- _WHAT IS BEING ASKED_
Please output only the lines that run from the line containing "Where can the eye" through the end of the material below, exactly.

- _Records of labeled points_
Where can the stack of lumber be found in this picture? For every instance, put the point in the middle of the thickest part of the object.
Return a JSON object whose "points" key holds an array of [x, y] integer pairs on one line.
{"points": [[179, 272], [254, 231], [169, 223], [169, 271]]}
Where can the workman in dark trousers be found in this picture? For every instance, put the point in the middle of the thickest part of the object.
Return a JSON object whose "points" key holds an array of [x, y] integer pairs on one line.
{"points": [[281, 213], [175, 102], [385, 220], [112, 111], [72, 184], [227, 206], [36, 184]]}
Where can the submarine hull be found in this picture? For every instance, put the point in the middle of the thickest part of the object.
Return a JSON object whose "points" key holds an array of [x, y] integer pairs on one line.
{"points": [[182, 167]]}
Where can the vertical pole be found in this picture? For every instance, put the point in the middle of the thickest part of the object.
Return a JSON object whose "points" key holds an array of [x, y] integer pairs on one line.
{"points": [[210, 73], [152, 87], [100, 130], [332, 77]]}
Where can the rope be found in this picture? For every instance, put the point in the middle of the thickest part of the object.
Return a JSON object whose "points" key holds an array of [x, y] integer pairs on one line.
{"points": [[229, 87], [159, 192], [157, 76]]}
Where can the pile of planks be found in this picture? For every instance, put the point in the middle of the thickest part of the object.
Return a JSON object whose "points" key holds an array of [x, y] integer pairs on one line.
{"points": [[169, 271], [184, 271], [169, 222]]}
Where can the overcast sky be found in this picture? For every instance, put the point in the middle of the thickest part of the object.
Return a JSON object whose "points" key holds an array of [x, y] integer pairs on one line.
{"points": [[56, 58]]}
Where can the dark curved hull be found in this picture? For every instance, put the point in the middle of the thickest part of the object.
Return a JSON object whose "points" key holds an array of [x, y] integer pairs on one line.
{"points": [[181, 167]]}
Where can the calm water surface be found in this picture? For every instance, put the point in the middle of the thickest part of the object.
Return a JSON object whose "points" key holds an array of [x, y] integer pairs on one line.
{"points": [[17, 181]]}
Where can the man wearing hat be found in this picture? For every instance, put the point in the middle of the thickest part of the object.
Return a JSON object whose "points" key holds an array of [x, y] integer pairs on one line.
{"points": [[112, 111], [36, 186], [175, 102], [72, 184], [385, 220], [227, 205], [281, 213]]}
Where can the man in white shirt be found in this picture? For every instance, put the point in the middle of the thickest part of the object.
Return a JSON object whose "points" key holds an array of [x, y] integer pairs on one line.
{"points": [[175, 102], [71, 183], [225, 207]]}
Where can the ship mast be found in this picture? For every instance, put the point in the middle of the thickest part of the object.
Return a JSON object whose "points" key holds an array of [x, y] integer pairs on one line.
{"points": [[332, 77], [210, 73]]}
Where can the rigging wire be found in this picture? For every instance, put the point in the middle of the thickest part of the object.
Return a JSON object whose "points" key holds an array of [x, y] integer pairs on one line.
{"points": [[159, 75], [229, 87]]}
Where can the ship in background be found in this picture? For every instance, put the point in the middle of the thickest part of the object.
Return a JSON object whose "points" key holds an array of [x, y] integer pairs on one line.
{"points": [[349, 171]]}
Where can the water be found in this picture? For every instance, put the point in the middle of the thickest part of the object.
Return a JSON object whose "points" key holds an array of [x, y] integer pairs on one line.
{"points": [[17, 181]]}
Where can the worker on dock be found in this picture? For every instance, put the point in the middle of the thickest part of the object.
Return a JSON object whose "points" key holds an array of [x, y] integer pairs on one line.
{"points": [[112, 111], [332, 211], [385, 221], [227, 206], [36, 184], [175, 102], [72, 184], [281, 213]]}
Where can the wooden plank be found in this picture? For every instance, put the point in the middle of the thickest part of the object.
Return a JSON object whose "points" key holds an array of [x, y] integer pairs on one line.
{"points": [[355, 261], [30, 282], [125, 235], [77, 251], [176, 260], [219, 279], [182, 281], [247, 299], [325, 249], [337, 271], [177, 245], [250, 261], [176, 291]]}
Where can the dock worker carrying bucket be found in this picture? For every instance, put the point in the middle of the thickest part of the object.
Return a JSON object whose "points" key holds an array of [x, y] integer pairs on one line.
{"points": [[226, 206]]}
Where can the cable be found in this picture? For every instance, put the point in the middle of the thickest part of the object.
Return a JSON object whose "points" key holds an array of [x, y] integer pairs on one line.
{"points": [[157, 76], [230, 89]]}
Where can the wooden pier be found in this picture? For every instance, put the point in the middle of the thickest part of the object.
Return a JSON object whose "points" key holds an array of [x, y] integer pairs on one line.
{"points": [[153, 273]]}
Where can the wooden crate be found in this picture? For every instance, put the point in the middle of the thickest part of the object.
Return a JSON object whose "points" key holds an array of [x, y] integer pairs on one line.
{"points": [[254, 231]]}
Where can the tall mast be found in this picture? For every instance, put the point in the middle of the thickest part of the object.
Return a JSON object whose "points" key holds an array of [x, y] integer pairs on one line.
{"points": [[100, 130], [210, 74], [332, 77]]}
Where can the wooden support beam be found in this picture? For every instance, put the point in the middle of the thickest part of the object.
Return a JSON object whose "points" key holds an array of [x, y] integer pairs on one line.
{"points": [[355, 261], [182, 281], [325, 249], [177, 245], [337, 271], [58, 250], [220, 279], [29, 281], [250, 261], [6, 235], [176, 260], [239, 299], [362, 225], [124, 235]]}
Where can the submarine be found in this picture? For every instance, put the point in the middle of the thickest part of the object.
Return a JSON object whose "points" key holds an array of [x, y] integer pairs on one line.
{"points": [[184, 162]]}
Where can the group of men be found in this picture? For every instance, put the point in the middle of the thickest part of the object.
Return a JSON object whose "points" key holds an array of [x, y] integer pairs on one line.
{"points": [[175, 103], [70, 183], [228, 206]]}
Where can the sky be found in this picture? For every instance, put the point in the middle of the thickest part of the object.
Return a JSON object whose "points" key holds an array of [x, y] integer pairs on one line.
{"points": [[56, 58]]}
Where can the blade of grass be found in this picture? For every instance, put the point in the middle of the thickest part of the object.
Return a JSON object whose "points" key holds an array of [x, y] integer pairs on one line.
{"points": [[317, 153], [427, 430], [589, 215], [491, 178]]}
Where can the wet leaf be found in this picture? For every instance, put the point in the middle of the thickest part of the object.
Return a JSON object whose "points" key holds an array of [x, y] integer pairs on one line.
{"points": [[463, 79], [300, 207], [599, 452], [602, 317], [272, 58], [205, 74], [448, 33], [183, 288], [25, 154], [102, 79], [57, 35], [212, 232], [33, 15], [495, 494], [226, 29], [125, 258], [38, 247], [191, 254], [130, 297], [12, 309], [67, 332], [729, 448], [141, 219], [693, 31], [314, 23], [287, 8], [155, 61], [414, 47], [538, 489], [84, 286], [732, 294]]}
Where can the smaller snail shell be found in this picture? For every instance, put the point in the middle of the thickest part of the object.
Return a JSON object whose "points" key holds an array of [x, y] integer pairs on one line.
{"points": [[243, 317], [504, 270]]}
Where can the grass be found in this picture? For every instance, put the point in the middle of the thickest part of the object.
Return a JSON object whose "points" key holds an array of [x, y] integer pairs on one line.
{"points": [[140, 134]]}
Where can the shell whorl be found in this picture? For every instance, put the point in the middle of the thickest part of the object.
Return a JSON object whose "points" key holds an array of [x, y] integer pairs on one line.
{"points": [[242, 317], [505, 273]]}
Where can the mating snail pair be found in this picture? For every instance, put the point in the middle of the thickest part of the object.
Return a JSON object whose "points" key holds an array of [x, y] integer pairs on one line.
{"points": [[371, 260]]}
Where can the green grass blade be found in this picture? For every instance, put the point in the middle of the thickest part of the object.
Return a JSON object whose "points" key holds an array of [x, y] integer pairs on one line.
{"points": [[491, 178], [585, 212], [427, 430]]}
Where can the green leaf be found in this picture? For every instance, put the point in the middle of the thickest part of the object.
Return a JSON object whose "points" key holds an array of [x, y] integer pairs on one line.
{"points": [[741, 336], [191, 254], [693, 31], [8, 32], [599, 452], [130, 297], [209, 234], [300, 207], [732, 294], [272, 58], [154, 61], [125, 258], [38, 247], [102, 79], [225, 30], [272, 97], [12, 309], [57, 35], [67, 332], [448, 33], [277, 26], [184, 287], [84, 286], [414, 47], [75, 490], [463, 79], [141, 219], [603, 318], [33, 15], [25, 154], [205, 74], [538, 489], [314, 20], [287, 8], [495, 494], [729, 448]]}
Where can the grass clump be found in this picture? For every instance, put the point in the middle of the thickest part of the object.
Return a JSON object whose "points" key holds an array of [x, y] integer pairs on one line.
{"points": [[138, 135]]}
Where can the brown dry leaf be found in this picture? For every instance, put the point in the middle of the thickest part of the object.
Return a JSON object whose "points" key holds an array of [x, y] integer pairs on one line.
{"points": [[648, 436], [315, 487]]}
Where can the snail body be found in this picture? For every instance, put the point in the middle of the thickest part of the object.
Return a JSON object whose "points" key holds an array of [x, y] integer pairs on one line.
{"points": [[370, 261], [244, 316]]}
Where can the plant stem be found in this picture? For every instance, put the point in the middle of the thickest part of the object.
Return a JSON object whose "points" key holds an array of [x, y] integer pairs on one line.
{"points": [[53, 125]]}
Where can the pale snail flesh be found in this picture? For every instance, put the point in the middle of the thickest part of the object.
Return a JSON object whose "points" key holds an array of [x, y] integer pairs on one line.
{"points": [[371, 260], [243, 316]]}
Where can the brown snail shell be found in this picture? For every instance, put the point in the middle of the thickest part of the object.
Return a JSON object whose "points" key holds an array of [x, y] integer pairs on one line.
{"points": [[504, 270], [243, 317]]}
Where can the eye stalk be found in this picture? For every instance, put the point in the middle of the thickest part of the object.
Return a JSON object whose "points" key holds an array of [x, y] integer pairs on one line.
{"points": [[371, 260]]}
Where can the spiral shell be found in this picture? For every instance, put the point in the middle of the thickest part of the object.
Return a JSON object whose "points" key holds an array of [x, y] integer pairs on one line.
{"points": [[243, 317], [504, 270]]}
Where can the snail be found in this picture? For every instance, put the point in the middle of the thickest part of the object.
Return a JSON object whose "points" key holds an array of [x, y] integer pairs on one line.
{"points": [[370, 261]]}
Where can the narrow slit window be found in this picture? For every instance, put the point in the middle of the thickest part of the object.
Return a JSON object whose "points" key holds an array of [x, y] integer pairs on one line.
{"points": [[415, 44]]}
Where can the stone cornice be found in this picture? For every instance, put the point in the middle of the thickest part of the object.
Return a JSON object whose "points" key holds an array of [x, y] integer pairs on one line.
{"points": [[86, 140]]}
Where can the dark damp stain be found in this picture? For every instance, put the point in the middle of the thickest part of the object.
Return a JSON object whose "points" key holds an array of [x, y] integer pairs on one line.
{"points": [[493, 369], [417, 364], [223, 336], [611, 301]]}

- _RESULT_
Where can the eye stalk be found in this picture? For every instance, put the point in the middle of the thickest part of the object.
Return a JSON object whose "points" key holds an array of [x, y] integer pairs on one line.
{"points": [[371, 260]]}
Where can the spiral shell be found in this picture? For every instance, put the point in the middle of the thickest part of the object.
Return a JSON object whose "points" key holds an array of [x, y] integer pairs on one line.
{"points": [[243, 317], [504, 270]]}
Where can the snail be found in this picture? For every instance, put the point in the middle of the thickest part of the object.
Return a JSON object whose "points" key holds an array of [x, y] integer pairs on one line.
{"points": [[370, 261]]}
Where can the narrow slit window be found in this picture? For every instance, put the point in the middle of the thickest part of the object.
Return a JSON object whose "points" key holds an array of [x, y] integer pairs on one line.
{"points": [[415, 44]]}
Where can the stone cornice be found in this picture? For every instance, put the point in the middle of the thickest part of the object.
Return a JSON object whose "points" key holds an array of [x, y] integer pairs on one line.
{"points": [[86, 140]]}
Where can the dark damp stain be found in this picture? For every instance, put the point in the middle of the thickest part of the object.
Return a JSON object whose "points" key holds an array of [x, y] integer pairs on one line.
{"points": [[493, 369], [417, 364], [223, 336], [611, 301]]}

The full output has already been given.